Repeat the lines of the listing below exactly, starting at the line that contains "line in the photo above." and running through the last line, both included, and only those.

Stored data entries
++++++++

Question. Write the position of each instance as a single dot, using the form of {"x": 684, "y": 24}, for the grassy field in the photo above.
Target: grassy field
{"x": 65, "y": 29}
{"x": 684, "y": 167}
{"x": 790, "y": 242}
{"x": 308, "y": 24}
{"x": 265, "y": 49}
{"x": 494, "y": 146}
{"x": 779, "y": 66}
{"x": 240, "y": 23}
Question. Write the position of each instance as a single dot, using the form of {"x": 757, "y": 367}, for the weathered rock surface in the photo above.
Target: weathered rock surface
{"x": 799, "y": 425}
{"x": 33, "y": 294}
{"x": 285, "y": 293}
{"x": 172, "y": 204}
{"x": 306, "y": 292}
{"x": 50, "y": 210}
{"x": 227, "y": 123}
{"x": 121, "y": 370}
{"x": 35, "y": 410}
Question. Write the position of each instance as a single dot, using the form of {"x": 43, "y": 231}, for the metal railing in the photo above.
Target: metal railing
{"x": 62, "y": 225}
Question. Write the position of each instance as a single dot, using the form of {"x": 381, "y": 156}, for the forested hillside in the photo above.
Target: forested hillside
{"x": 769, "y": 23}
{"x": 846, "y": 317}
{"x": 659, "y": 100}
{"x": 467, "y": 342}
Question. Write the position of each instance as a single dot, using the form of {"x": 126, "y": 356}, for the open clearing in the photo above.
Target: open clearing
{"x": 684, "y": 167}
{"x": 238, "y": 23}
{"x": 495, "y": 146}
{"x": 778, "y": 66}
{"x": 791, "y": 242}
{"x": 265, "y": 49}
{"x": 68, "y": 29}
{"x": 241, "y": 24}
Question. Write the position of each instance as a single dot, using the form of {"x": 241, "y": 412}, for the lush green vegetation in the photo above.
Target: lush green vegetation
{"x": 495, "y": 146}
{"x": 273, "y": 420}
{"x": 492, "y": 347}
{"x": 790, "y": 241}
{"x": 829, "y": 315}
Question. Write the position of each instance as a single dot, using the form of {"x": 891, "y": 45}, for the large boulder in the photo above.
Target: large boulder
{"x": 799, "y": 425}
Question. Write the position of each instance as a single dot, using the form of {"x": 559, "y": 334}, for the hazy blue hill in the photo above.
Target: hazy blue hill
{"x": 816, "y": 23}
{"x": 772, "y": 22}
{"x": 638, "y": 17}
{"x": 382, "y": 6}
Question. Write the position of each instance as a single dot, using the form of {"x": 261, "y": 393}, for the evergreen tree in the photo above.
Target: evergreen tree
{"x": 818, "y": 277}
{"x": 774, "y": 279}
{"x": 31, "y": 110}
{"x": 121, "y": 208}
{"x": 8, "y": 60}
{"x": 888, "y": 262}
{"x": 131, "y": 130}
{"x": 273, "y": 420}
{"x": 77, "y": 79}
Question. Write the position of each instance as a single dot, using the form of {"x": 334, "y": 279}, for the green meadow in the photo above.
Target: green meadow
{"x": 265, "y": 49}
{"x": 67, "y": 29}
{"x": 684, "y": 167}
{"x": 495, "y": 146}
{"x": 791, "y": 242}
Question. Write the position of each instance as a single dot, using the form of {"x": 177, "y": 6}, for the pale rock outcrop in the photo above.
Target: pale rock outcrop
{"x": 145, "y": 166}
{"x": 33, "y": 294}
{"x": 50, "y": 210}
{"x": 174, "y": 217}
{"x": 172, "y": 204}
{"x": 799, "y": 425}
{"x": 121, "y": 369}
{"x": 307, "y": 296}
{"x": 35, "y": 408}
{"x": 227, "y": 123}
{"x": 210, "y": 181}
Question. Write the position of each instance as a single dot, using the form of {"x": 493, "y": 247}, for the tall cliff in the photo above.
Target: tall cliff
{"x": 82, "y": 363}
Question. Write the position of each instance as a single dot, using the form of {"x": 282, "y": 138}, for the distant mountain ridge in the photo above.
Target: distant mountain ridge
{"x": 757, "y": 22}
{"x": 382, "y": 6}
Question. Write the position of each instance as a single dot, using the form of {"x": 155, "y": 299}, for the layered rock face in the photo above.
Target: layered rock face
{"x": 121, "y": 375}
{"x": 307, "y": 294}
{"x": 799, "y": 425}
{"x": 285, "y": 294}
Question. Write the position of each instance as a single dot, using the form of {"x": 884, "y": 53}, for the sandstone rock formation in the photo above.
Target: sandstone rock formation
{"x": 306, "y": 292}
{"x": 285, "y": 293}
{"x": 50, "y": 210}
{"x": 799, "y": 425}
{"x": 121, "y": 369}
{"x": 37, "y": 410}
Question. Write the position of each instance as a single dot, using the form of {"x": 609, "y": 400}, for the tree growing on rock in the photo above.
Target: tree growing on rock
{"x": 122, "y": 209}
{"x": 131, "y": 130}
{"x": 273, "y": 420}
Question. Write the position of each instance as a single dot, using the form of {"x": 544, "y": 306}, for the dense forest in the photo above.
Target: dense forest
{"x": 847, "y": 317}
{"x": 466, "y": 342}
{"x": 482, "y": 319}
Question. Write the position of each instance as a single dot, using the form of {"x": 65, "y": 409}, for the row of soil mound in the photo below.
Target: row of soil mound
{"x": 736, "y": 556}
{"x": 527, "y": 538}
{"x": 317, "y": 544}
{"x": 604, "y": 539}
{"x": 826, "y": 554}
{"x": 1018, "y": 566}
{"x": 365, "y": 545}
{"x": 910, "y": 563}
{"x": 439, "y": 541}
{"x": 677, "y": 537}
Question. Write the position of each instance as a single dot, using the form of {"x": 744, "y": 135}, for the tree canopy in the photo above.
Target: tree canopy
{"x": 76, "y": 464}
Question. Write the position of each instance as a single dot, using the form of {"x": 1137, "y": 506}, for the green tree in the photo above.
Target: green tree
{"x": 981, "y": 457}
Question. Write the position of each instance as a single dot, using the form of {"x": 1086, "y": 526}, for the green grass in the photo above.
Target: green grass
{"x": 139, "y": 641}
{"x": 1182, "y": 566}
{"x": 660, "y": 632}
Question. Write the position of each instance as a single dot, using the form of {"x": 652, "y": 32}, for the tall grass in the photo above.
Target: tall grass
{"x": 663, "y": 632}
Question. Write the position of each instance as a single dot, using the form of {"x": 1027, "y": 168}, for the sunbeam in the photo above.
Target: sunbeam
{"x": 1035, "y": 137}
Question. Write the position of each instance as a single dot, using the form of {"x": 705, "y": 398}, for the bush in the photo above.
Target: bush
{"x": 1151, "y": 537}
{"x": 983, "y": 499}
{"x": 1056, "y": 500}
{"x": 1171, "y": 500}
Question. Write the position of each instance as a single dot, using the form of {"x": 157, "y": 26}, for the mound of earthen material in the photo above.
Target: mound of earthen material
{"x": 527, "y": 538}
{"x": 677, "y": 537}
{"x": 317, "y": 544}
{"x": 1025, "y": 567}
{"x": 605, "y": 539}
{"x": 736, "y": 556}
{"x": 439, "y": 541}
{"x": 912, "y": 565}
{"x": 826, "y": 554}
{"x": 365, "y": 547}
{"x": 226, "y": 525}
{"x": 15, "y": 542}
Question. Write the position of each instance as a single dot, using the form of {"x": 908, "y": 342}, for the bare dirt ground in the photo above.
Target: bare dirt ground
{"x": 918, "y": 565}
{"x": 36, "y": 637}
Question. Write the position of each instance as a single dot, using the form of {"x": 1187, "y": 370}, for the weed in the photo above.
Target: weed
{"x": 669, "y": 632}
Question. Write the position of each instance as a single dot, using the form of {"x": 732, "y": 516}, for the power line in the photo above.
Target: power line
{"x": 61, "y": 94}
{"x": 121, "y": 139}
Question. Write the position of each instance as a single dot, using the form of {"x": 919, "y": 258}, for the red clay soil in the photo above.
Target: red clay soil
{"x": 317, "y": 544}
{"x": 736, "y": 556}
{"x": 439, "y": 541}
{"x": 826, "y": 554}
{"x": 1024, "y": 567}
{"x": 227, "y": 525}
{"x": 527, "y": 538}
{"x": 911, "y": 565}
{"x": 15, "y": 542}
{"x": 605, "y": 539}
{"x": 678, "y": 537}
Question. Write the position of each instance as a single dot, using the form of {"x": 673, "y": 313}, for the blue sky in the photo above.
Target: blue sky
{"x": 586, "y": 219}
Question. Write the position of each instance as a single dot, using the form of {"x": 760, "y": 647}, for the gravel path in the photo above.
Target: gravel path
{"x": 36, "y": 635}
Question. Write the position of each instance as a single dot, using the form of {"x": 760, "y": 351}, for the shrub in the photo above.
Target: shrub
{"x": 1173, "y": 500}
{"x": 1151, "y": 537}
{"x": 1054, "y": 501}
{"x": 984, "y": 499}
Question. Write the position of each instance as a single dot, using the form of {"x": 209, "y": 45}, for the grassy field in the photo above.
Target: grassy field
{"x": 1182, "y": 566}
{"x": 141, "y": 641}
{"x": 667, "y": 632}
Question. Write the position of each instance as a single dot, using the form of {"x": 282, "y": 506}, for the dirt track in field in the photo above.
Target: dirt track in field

++++++++

■ Worked answer
Question. Write the position of each instance as a single dot, using the form of {"x": 732, "y": 516}, for the power line in the photo above.
Target: power line
{"x": 61, "y": 94}
{"x": 121, "y": 139}
Question. Write the position of each instance as a single dot, using the form of {"x": 919, "y": 258}, for the red clay soil in the photo above.
Target: red clay soil
{"x": 317, "y": 544}
{"x": 736, "y": 556}
{"x": 439, "y": 541}
{"x": 826, "y": 554}
{"x": 1024, "y": 567}
{"x": 227, "y": 525}
{"x": 527, "y": 538}
{"x": 911, "y": 565}
{"x": 15, "y": 542}
{"x": 605, "y": 539}
{"x": 678, "y": 537}
Question. Write the position of each instance as a single dot, using the form of {"x": 673, "y": 313}, for the blue sky in the photo above.
Target: blue sky
{"x": 586, "y": 219}
Question. Write the position of each instance as a single dot, using the form of {"x": 760, "y": 647}, for the gravel path in the photo above.
Target: gravel path
{"x": 36, "y": 635}
Question. Write the position of each instance as a single dot, using the form of {"x": 760, "y": 351}, for the shrub in the photo above.
Target: shrub
{"x": 1173, "y": 500}
{"x": 1151, "y": 537}
{"x": 1054, "y": 501}
{"x": 984, "y": 499}
Question. Write the position of each instance as a single dot, using the form of {"x": 209, "y": 45}, for the grassy field in the photo above.
Target: grassy field
{"x": 1182, "y": 566}
{"x": 141, "y": 641}
{"x": 667, "y": 632}
Question. Write the position of each instance as a single dot, using the form of {"x": 282, "y": 506}, for the dirt track in field in the photo above.
Target: dirt track in field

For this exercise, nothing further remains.